◆ **The exercise**: Go through the records underneath and write each one out again exactly.

◆ **Dataset extract**:
▬▬▬▬▬▬

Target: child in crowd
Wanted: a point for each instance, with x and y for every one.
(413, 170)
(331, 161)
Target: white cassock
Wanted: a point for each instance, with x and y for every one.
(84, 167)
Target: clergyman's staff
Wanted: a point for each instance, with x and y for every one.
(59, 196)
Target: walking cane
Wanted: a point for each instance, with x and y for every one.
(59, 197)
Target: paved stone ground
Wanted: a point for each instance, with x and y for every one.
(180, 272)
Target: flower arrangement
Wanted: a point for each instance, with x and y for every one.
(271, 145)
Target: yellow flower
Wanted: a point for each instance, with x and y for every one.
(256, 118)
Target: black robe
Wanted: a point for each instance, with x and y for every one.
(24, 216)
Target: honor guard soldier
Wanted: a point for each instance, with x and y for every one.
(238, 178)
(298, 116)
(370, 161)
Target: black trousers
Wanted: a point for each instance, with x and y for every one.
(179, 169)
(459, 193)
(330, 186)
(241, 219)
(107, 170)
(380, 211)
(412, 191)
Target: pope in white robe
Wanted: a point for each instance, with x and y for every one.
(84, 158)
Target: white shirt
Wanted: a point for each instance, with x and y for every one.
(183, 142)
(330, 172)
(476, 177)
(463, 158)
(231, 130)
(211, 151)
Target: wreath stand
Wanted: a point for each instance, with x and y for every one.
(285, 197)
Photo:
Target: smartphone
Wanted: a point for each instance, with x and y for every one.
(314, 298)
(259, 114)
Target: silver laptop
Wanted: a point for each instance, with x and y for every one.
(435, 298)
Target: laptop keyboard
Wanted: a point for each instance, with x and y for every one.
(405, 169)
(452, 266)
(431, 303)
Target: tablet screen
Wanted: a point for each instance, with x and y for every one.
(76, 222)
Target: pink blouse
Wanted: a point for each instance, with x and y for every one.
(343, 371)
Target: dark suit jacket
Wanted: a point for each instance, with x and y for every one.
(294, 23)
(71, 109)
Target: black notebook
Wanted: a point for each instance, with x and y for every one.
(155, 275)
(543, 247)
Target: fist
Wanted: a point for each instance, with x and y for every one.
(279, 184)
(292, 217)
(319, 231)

▬▬▬▬▬▬

◆ **Answer for this exercise**:
Target: child in crowd
Wanted: a point for each instance, with x and y for every one.
(413, 170)
(331, 161)
Target: white cassock
Wanted: a point for each instance, with x and y for every one.
(84, 167)
Target: clergyman's staff
Wanted: a point for each instance, with x and y for every one.
(59, 196)
Target: walking cane
Wanted: a point for each instance, with x and y for every one.
(59, 197)
Target: paved stone ground
Wanted: a point for each instance, with x and y for every one.
(180, 272)
Target: flower arrangement
Wanted: a point for each instance, with x and y for every one.
(271, 145)
Target: yellow flower
Wanted: a point for each instance, with x and y for every one.
(256, 118)
Target: black robe
Wanted: a point for each instance, with x and y for every one.
(24, 216)
Target: honor guard soldier
Wanted: a point for each instance, with x and y for every one.
(238, 178)
(298, 116)
(370, 161)
Target: black trousers
Wanted: a point for each instance, with x and y for every one.
(179, 169)
(459, 193)
(330, 186)
(241, 219)
(107, 170)
(380, 211)
(412, 191)
Target: pope in white robe
Wanted: a point for each instance, with x and y for every one.
(84, 158)
Target: white shirt
Wanted: a point for each instance, with x and y for every one.
(183, 142)
(330, 172)
(476, 177)
(463, 158)
(231, 130)
(211, 151)
Target: wreath stand
Wanted: a point for each instance, with x and y for every one.
(285, 197)
Photo:
Target: smartphone
Wanted: a point for each instance, with x and y for every one.
(314, 298)
(259, 114)
Target: silver laptop
Wanted: a point for each instance, with x and y for every one.
(435, 298)
Target: laptop keyboard
Wanted: a point for each instance, with x and y for every one.
(405, 169)
(452, 266)
(431, 303)
Target: tablet screen
Wanted: a point for each instance, with x and y for every one.
(76, 222)
Target: pink blouse
Wanted: a point for each instance, with x and y for every one.
(343, 371)
Target: dark suit jacket
Wanted: a point for each instance, with x and y for every one.
(294, 23)
(71, 109)
Target: black notebook
Wanted: a point for each instance, with x and y for every one.
(155, 275)
(543, 247)
Target: fist
Wanted: a point for each instance, with x and y for every one.
(279, 184)
(292, 217)
(319, 231)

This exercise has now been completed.